* _PROBLEM STATEMENT_:
Rewrite the entries below, replacing "dark ponytail" with "long ponytail" wherever it appears and keeping everything else unchanged. Omit the pictures from your output.

begin DATASET RECORDS

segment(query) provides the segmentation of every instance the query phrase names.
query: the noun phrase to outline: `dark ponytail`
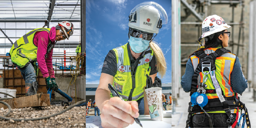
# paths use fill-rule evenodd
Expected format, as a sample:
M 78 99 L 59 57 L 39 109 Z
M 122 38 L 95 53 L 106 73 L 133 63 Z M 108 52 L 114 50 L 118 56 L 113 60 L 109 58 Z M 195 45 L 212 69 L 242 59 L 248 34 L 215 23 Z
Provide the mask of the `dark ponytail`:
M 220 40 L 218 38 L 218 37 L 221 35 L 224 35 L 224 32 L 225 32 L 225 30 L 223 31 L 218 32 L 214 33 L 214 36 L 212 38 L 211 40 L 207 40 L 207 41 L 205 42 L 205 44 L 204 44 L 204 48 L 200 48 L 198 50 L 195 51 L 192 54 L 190 55 L 189 58 L 191 56 L 193 55 L 194 53 L 200 51 L 203 51 L 204 49 L 209 49 L 209 48 L 217 48 L 221 47 L 222 48 L 223 48 L 223 45 L 222 45 L 222 41 Z M 206 37 L 205 38 L 209 38 L 208 36 Z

end DATASET RECORDS

* _SOLUTION TO THE PROBLEM_:
segment(query) provides the segmentation of every instance the query phrase names.
query: the noun phrase to outline: `long ponytail`
# paths use fill-rule evenodd
Expected format, as a sample:
M 78 99 L 59 57 L 39 109 Z
M 122 38 L 95 53 L 106 73 L 133 63 Z M 108 52 L 114 50 L 118 56 L 113 60 L 109 58 Z M 195 45 L 212 69 L 242 59 L 248 34 L 215 23 Z
Provide the mask of the `long ponytail`:
M 220 40 L 218 38 L 218 37 L 221 35 L 224 35 L 224 32 L 225 32 L 225 30 L 223 31 L 218 32 L 214 33 L 214 36 L 212 38 L 211 40 L 207 40 L 207 41 L 205 42 L 205 44 L 204 44 L 204 48 L 200 48 L 198 50 L 195 51 L 192 54 L 190 55 L 189 58 L 191 56 L 193 55 L 194 53 L 200 51 L 203 51 L 204 49 L 209 49 L 209 48 L 217 48 L 221 47 L 222 48 L 223 48 L 223 45 L 222 45 L 222 41 Z M 206 37 L 205 38 L 209 38 L 208 36 Z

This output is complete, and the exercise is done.